(Assignment) Sum up the text on GABA detection at 7T in two sentences.

Because the coherence transfer sequence has a high B1 dependence (>sin5θ), a key aspect of successful GABA detection is achieving sufficient B1 amplitude and homogeneity for spectroscopic imaging. At 7T, conventional RF coils have been challenging for use in spectroscopic sequences due to problems with decreased B1 homogeneity [28,29] and increased power requirements [30] when compared to lower fields. In this work we use an inductively decoupled transceiver array to overcome these problems. RF shimming was used to generate specific RF distributions for homogeneous excitation and outer volume suppression [31,32]. In an axial slice containing the thalamus, the homogeneous distribution with 1kHz B1 and 10% standard deviation over the slice was typically achieved using 1.7–2.2kW. The global power deposition was typically 4 to 6Watts, i.e., for an average 3kg head giving 1.3 to 2.0W. Based on FDTD simulations of the human head [32], the maximum 10g average SAR was therefore ~4 to 6W/kg.

The second 90° transfer pulse also requires excellent phase accuracy to achieve high efficiency refocusing. For out-of-isocenter acquisitions where phase accrual may occur (which can be spectrometer-platform dependent), the theoretical optimum of 90° (relative to the excitation phase) needs to be measured. As discussed [18], we calibrate the transmit phase spectroscopically using the water resonance thereby enabling a rapid and accurate determination.

(Data taken from a collection)
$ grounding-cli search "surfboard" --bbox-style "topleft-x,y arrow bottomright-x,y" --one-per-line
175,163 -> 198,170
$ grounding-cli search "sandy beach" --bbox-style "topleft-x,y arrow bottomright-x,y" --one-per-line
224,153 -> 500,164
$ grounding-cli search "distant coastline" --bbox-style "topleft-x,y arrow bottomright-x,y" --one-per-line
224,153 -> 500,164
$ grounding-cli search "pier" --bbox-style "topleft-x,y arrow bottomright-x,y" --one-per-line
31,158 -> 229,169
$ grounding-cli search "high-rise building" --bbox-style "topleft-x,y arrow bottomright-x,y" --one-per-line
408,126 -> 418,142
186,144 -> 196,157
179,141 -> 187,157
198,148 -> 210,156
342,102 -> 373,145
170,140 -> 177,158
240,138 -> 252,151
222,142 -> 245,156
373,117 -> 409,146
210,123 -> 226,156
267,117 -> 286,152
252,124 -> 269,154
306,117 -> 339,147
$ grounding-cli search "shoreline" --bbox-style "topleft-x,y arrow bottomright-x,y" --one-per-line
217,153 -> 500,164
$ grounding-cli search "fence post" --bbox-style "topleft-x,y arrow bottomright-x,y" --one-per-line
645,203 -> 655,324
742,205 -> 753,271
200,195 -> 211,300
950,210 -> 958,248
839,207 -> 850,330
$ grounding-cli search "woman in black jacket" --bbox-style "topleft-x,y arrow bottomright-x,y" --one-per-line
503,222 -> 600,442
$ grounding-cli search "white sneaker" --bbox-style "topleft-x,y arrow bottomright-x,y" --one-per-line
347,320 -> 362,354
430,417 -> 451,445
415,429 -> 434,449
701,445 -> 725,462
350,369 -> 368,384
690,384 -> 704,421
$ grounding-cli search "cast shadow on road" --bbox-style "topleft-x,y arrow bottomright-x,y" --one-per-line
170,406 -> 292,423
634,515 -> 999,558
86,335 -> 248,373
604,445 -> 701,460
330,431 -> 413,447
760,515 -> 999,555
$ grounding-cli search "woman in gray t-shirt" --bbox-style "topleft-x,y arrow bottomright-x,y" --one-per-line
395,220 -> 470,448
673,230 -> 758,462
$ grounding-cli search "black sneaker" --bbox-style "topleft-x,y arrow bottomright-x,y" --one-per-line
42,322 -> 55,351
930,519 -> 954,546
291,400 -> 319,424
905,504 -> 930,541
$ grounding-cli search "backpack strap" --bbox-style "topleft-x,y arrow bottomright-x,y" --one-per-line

(Answer for this exercise) Since GABA detection depends strongly on B1, this work uses an inductively decoupled transceiver array with RF shimming to get around the poorer B1 homogeneity and higher power needs of conventional coils at 7T. It typically reaches a homogeneous 1kHz B1 with 10% standard deviation over an axial slice containing the thalamus, and it calibrates the transmit phase of the second 90° transfer pulse spectroscopically using the water resonance.